▶ _WHAT NEEDS TO BE DONE_: Reproduce the records from the line containing "Reviewer note: every instance of the white shed" through the line containing "column 75, row 83", with both end lines included. Leave out the pictures.

▶ _DATASET RECORDS_:
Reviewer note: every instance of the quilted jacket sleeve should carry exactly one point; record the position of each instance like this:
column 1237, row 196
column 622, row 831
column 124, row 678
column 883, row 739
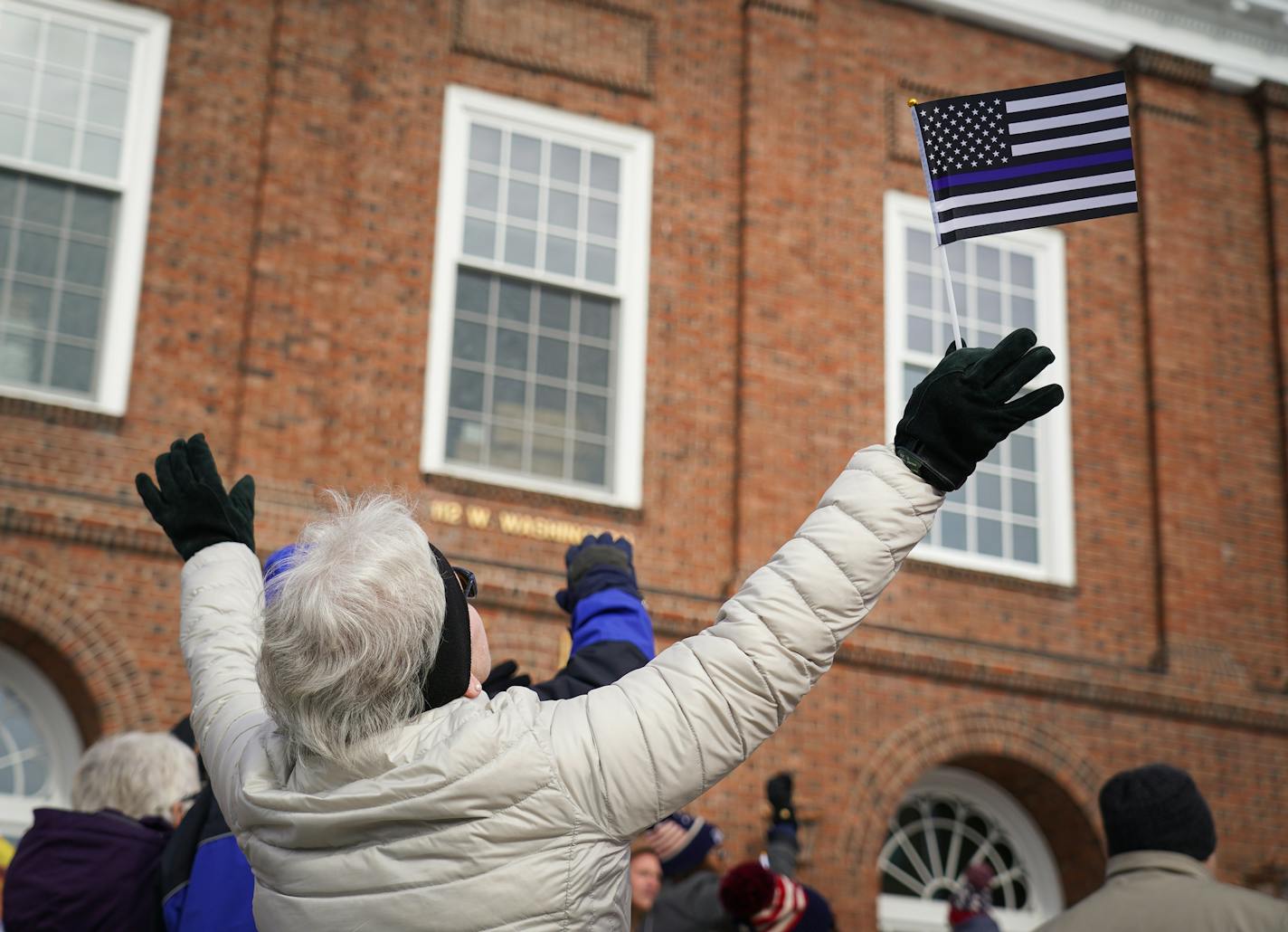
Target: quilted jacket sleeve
column 219, row 633
column 643, row 747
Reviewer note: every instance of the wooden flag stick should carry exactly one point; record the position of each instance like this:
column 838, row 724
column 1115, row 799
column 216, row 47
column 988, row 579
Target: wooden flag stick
column 934, row 217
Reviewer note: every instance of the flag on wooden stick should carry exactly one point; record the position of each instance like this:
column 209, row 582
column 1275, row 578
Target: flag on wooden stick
column 1027, row 157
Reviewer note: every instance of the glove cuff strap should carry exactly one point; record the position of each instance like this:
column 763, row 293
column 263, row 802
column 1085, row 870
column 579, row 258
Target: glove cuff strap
column 923, row 470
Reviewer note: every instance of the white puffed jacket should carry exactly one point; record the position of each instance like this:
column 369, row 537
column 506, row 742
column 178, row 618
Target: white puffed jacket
column 514, row 813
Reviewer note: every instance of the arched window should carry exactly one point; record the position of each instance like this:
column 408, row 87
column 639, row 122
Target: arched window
column 948, row 822
column 39, row 744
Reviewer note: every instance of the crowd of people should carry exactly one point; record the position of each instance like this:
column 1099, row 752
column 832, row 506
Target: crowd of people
column 365, row 766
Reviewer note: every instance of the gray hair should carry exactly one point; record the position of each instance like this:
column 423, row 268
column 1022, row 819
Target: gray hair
column 351, row 625
column 139, row 774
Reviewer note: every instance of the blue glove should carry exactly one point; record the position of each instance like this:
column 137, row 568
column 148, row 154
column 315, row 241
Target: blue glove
column 595, row 565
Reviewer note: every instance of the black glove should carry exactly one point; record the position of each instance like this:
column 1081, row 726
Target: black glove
column 780, row 792
column 594, row 565
column 501, row 679
column 960, row 412
column 191, row 506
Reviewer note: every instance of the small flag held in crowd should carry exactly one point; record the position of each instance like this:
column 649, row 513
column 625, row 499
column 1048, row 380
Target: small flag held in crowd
column 1027, row 157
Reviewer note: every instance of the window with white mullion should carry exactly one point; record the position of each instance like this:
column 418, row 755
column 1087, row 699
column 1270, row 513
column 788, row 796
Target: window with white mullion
column 1015, row 513
column 80, row 93
column 550, row 208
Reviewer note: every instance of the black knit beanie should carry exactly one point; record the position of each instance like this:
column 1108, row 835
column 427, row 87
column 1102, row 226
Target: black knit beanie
column 450, row 676
column 1157, row 807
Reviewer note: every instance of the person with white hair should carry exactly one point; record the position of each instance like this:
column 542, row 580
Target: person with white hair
column 97, row 867
column 374, row 784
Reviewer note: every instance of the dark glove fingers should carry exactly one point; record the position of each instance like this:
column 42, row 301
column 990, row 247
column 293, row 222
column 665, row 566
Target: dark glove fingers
column 151, row 495
column 242, row 497
column 1002, row 356
column 201, row 461
column 1015, row 378
column 179, row 468
column 571, row 553
column 1033, row 405
column 165, row 476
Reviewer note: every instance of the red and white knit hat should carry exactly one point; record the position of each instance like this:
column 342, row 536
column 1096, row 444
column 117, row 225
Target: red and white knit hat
column 768, row 901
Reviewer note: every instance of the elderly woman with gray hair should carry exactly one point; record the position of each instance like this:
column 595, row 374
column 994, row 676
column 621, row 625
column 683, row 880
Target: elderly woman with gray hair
column 375, row 785
column 96, row 868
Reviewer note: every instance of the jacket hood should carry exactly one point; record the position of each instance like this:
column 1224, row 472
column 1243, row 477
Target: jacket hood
column 85, row 870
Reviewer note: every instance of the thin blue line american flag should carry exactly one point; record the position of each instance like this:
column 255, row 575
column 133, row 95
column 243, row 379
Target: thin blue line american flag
column 1028, row 157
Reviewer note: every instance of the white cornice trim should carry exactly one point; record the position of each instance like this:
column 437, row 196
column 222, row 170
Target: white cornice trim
column 1112, row 33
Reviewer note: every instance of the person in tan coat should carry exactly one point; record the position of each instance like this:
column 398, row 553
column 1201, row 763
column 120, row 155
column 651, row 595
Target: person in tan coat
column 1162, row 850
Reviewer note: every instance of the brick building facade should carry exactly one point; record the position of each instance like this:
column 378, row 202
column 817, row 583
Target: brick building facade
column 304, row 243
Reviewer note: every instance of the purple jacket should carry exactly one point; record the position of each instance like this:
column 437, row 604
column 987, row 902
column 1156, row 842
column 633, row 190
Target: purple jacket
column 85, row 871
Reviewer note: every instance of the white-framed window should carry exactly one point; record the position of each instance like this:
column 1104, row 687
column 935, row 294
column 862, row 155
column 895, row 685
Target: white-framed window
column 950, row 820
column 39, row 744
column 80, row 97
column 540, row 300
column 1015, row 515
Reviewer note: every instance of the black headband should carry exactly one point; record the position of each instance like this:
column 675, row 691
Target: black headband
column 450, row 676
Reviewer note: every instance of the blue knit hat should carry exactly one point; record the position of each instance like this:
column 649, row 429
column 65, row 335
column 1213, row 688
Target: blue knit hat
column 682, row 842
column 1157, row 808
column 279, row 562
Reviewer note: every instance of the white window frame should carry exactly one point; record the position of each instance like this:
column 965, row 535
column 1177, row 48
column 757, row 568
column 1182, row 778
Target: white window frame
column 1046, row 891
column 151, row 35
column 1054, row 431
column 54, row 722
column 635, row 149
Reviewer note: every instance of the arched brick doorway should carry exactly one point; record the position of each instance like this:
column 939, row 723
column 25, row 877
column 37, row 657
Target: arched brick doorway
column 1002, row 743
column 67, row 637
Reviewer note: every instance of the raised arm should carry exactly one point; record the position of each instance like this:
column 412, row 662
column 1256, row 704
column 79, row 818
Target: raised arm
column 640, row 749
column 222, row 597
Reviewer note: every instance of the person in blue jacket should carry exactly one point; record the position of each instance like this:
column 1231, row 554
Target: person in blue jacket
column 206, row 883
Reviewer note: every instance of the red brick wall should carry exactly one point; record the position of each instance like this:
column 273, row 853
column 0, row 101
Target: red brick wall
column 285, row 312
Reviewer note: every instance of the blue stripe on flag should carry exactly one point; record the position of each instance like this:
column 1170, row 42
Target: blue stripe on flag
column 1030, row 169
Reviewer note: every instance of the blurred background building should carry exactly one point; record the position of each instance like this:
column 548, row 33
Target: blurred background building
column 659, row 267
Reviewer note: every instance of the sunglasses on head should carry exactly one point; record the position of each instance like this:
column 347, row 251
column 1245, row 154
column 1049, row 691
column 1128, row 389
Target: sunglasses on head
column 468, row 580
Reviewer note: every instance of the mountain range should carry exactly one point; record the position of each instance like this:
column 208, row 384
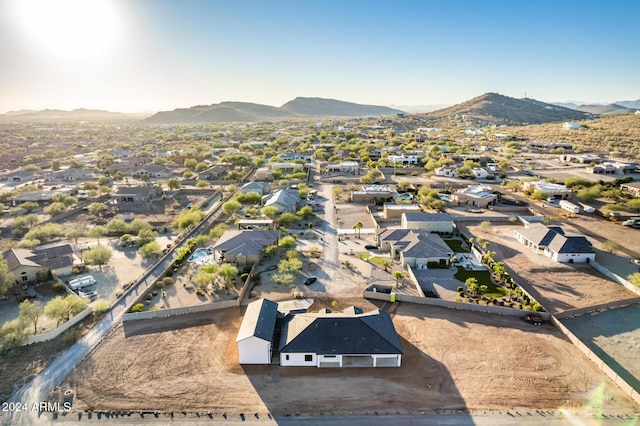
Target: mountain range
column 245, row 111
column 499, row 109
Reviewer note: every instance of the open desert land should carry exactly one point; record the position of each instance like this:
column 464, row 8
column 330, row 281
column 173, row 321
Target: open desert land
column 453, row 360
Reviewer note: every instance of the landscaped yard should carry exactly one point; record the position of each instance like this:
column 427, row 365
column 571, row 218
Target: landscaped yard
column 456, row 245
column 484, row 278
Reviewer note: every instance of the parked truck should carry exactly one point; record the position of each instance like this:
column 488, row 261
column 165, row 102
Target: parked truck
column 569, row 206
column 634, row 222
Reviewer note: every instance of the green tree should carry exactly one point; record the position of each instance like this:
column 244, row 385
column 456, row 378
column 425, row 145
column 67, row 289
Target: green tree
column 634, row 204
column 98, row 255
column 288, row 242
column 74, row 234
column 634, row 279
column 55, row 209
column 151, row 250
column 97, row 209
column 287, row 218
column 31, row 312
column 97, row 232
column 6, row 277
column 231, row 207
column 472, row 286
column 227, row 272
column 12, row 334
column 399, row 275
column 173, row 183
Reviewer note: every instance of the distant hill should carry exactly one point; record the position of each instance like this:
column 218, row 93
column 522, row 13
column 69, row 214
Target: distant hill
column 499, row 109
column 629, row 104
column 332, row 107
column 606, row 109
column 244, row 111
column 80, row 114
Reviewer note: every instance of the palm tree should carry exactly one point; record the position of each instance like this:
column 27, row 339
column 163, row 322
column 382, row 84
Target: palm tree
column 358, row 226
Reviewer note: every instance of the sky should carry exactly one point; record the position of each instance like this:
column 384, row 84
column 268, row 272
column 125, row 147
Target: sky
column 151, row 55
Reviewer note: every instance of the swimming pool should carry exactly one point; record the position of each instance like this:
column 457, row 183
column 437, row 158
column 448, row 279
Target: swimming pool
column 202, row 256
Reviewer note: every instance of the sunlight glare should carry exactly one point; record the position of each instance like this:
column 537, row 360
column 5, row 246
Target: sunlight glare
column 70, row 29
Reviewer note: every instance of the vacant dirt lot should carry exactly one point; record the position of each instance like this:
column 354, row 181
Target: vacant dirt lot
column 556, row 286
column 162, row 368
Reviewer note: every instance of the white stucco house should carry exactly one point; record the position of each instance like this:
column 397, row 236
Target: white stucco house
column 351, row 338
column 255, row 338
column 432, row 222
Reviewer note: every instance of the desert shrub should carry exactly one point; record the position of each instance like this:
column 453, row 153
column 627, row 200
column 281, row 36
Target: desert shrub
column 101, row 306
column 71, row 336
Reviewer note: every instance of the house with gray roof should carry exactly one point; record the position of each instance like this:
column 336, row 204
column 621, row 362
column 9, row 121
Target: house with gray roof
column 553, row 243
column 244, row 247
column 256, row 336
column 351, row 338
column 441, row 223
column 285, row 200
column 414, row 247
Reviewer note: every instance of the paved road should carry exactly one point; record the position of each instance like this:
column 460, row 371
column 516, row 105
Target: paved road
column 51, row 377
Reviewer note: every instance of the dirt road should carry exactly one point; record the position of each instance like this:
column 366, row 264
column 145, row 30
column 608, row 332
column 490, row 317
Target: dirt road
column 453, row 360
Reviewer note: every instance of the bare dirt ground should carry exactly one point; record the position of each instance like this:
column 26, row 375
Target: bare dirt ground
column 556, row 286
column 160, row 367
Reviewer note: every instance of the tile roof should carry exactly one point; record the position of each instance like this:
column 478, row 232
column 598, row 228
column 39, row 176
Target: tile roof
column 259, row 320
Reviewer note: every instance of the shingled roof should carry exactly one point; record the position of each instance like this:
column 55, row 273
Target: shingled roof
column 348, row 333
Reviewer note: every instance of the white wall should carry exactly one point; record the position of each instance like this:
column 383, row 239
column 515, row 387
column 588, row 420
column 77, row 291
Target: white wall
column 254, row 350
column 298, row 360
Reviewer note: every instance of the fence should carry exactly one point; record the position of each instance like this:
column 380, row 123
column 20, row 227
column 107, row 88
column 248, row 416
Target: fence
column 619, row 381
column 180, row 311
column 617, row 278
column 455, row 305
column 58, row 331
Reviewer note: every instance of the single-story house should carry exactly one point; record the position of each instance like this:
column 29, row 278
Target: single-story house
column 414, row 247
column 632, row 188
column 432, row 222
column 351, row 338
column 344, row 167
column 153, row 171
column 552, row 190
column 137, row 194
column 264, row 174
column 371, row 193
column 476, row 195
column 555, row 244
column 285, row 200
column 27, row 265
column 256, row 335
column 244, row 247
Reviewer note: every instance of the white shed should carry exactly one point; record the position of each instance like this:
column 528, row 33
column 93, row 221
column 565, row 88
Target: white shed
column 255, row 338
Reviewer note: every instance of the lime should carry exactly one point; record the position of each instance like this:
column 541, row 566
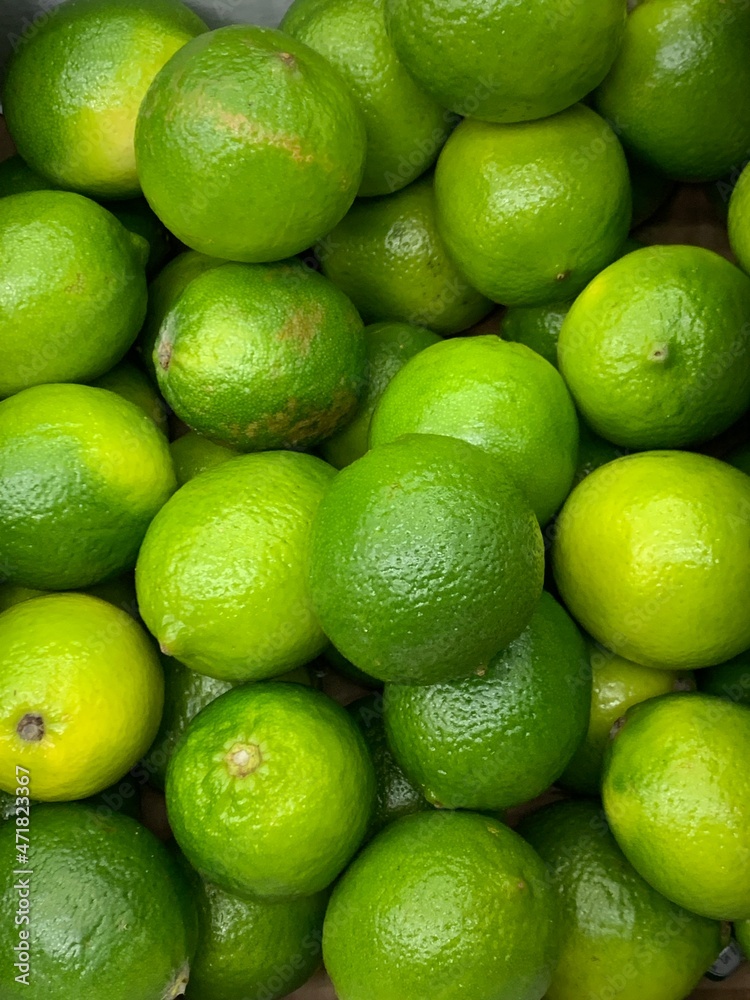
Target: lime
column 531, row 212
column 500, row 396
column 677, row 797
column 389, row 346
column 502, row 738
column 109, row 915
column 505, row 61
column 222, row 574
column 617, row 684
column 271, row 790
column 674, row 90
column 620, row 937
column 425, row 560
column 253, row 948
column 277, row 122
column 440, row 905
column 262, row 356
column 650, row 558
column 74, row 86
column 405, row 128
column 81, row 694
column 656, row 350
column 82, row 473
column 387, row 256
column 72, row 289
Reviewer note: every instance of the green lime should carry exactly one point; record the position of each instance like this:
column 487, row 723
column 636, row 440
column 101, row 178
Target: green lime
column 425, row 560
column 677, row 797
column 109, row 915
column 396, row 795
column 502, row 738
column 617, row 684
column 254, row 948
column 531, row 212
column 262, row 356
column 72, row 289
column 82, row 473
column 649, row 557
column 676, row 90
column 222, row 574
column 620, row 938
column 500, row 396
column 507, row 61
column 389, row 346
column 443, row 905
column 656, row 351
column 281, row 125
column 405, row 128
column 81, row 691
column 387, row 256
column 271, row 790
column 75, row 83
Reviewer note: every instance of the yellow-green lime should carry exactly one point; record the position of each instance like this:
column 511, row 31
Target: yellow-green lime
column 82, row 473
column 677, row 90
column 222, row 574
column 72, row 289
column 277, row 121
column 505, row 61
column 389, row 346
column 425, row 560
column 81, row 693
column 388, row 257
column 500, row 396
column 531, row 212
column 443, row 904
column 261, row 356
column 650, row 558
column 405, row 127
column 620, row 938
column 271, row 790
column 677, row 797
column 75, row 84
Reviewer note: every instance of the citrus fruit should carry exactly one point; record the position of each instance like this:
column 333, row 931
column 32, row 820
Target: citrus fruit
column 82, row 694
column 425, row 560
column 132, row 383
column 222, row 574
column 405, row 128
column 389, row 346
column 110, row 912
column 502, row 738
column 82, row 473
column 650, row 558
column 262, row 356
column 193, row 454
column 617, row 684
column 676, row 92
column 531, row 212
column 441, row 904
column 396, row 796
column 72, row 289
column 656, row 350
column 507, row 62
column 387, row 256
column 620, row 938
column 271, row 790
column 280, row 122
column 254, row 947
column 677, row 797
column 500, row 396
column 74, row 86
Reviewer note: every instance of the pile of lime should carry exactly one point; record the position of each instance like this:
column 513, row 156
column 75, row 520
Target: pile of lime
column 374, row 502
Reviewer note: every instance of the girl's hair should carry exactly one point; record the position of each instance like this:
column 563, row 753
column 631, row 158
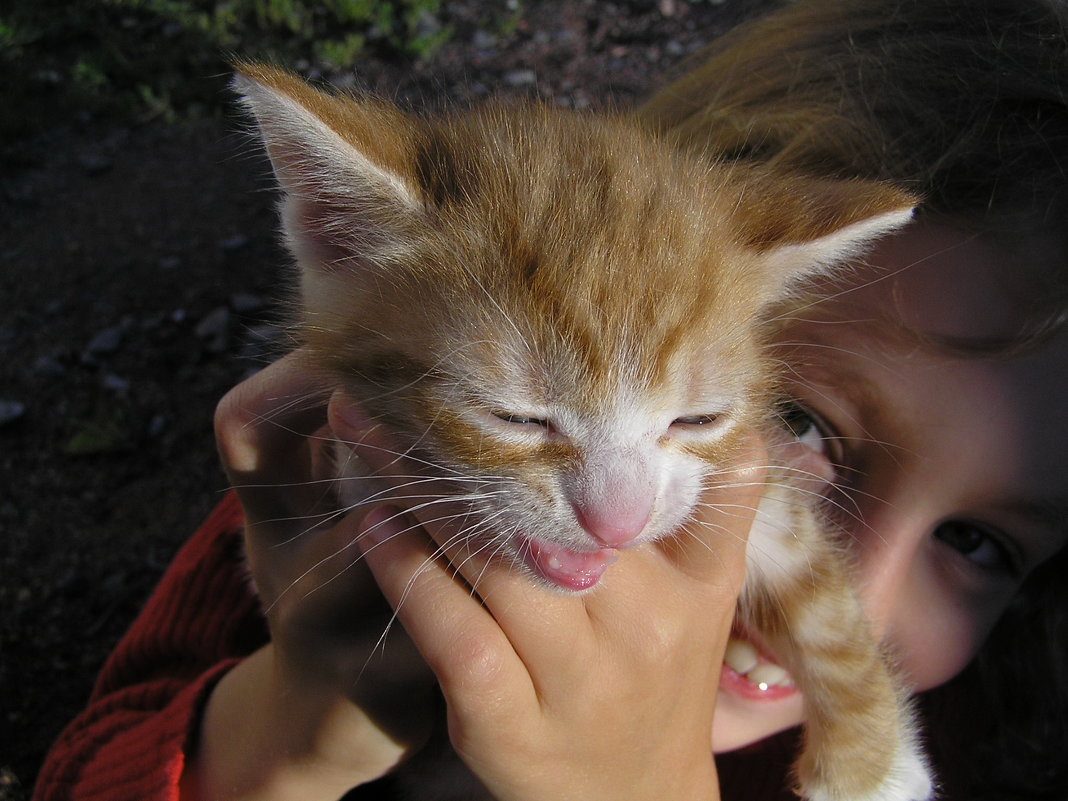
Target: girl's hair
column 964, row 103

▶ _RESULT_:
Reviewer note: every instance of the white shed should carry exactly one point; record the position of each instance like this:
column 528, row 33
column 93, row 221
column 565, row 88
Target: white shed
column 255, row 338
Reviewer note: every instance of the lime should carry exactly one point; record the position of each instance like this:
column 541, row 566
Target: lime
column 531, row 212
column 500, row 396
column 677, row 797
column 389, row 346
column 502, row 738
column 109, row 915
column 505, row 61
column 222, row 574
column 617, row 684
column 271, row 790
column 674, row 90
column 620, row 937
column 425, row 560
column 253, row 948
column 277, row 122
column 440, row 905
column 262, row 356
column 650, row 558
column 74, row 86
column 405, row 128
column 81, row 694
column 656, row 350
column 82, row 473
column 387, row 256
column 72, row 289
Reviewer note: every instance of the green lime should carry exactly one point; record the position of each instance like this:
column 487, row 723
column 636, row 440
column 101, row 178
Target: green lime
column 425, row 560
column 677, row 797
column 109, row 915
column 396, row 795
column 502, row 738
column 617, row 684
column 254, row 948
column 531, row 212
column 262, row 356
column 72, row 289
column 82, row 473
column 649, row 557
column 676, row 90
column 222, row 574
column 620, row 938
column 500, row 396
column 507, row 61
column 389, row 346
column 443, row 905
column 656, row 351
column 281, row 125
column 405, row 128
column 81, row 691
column 387, row 256
column 271, row 790
column 75, row 83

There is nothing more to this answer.